Dataset records
+ + + +
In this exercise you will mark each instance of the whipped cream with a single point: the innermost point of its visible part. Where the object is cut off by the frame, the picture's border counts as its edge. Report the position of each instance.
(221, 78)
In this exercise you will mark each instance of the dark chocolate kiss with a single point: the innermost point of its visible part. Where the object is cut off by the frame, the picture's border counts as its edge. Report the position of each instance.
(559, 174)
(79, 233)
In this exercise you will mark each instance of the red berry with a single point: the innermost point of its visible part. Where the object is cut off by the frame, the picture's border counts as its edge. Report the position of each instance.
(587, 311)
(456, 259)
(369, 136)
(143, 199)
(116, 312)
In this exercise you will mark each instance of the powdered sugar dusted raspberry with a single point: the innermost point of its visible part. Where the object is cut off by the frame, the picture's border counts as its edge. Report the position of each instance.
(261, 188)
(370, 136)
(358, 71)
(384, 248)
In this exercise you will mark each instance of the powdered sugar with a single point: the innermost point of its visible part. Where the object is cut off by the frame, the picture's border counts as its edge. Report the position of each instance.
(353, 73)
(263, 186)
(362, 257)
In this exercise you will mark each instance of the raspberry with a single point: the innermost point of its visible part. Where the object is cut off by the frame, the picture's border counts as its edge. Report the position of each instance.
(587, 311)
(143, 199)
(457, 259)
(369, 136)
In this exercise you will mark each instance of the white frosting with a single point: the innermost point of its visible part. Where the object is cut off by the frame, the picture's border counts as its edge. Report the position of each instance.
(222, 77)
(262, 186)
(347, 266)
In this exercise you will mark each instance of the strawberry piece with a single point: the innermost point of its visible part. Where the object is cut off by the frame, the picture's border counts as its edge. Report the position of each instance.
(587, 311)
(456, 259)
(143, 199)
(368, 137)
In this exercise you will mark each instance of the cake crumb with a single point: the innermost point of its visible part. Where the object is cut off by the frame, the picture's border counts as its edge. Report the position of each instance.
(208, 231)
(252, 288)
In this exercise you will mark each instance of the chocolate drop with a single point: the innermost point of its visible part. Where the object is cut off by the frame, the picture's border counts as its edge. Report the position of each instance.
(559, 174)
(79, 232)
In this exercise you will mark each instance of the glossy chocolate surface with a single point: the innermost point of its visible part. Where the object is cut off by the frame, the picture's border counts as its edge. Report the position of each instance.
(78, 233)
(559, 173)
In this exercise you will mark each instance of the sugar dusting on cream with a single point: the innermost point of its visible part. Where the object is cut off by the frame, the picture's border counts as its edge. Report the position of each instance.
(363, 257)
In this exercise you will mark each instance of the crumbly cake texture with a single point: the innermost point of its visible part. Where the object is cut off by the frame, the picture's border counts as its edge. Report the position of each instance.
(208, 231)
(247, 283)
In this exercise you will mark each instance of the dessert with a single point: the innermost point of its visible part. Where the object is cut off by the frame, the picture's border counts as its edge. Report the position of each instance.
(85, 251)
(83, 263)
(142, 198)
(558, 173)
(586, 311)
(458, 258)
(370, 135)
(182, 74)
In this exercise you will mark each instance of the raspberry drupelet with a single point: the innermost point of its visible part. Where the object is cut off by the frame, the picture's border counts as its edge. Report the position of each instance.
+ + + +
Could you retype all of the entries exactly, leaving none out?

• [TASK SOLUTION]
In this exercise you will mark each instance of the whipped cream with a single point: the innermost point of its visible part. Where the object is cut off by the frame, the picture's border counts as its edge. Report the position of each instance.
(221, 78)
In this exercise you will mark each instance of the dark chocolate kiss with a single point: the innermost point of its visible part. Where the object is cut off by the frame, the picture's border counts as its edge. Report the position of each instance.
(559, 174)
(79, 233)
In this exercise you will mark each instance of the red berry with a single point: the innermost point of its visible part. Where the object is cut off by the frame, the picture's border counts as its edge. Report the position of each instance.
(587, 311)
(456, 259)
(369, 136)
(143, 199)
(116, 312)
In this exercise you will mark each instance of the powdered sugar dusted raspberry with a single point: the innermost point of its visible part. Where the object is cut off by the frame, the picture's border counts as its edge. Report the position of each instance.
(261, 188)
(370, 136)
(358, 71)
(384, 248)
In this exercise you will mark each instance of the powdered sugar with a single point: the innermost point of its visible part. Where the object is cut off by the frame, the picture's border counts as its edge. Report the position of each instance.
(353, 73)
(263, 186)
(362, 257)
In this exercise you will mark each instance of the raspberry with a single point: the innermost point of its visible part. Where the object is cut off by the frame, the picture's border counts as its edge. Report the position of each instance.
(587, 311)
(143, 199)
(457, 259)
(369, 136)
In this exercise you will mark each instance of the white frosting with a single point: the innermost point of its visible part. Where the object is cut off by the frame, the picture's border counts as its edge. Report the position of each instance.
(222, 77)
(262, 186)
(347, 266)
In this exercise you will mark each instance of the strawberry piece with a single point: the innermost point of its visible part. Where the object is cut off by the frame, the picture's border counts as its edge. Report the position of each instance.
(587, 311)
(456, 259)
(143, 199)
(368, 137)
In this exercise you will mark each instance of the cake crumb with a single point: the innermost point of its visible part. Where the object is cut off by the frame, the picture's border counts as its edge. Report the position of each instance.
(208, 231)
(252, 288)
In this exercise you will mark each instance of the chocolate drop with a single point: the innermost point of its visible part. Where the object is cut off by the frame, the picture's border counts as its edge. Report the position of each instance.
(559, 174)
(79, 232)
In this exercise you will mark each instance of the glossy chocolate surface with a single point: the innermost point of its visible part. Where the object is cut off by the frame, the picture's border counts as its edge. Report the position of each instance.
(78, 233)
(559, 173)
In this exercise you will mark each instance of the sugar dusting on cream with a single point: the innermost point of its visible part. Where the object is cut off by the frame, the picture's border counts as its edge. Report the position of each instance.
(363, 257)
In this exercise you will mark each instance of the crumbly cake texture with a single point: the innermost point of its visible part. Where the object is cut off by the frame, the picture's border counts as its edge. Report the position of each instance.
(208, 231)
(247, 283)
In this exercise you will mark each instance of the dessert with a single point: the innermost point of its visible part. Where the object is cut off by the frame, the picture's border counts as its edge. Report the position of each instance.
(85, 251)
(83, 263)
(142, 198)
(558, 173)
(586, 311)
(458, 258)
(370, 135)
(182, 74)
In this exercise you will mark each instance of the raspberry drupelet with a single point: the innermost point of its visible part. Where the object is cut off by the frame, the picture's border counts as its edge. Report the position of each instance.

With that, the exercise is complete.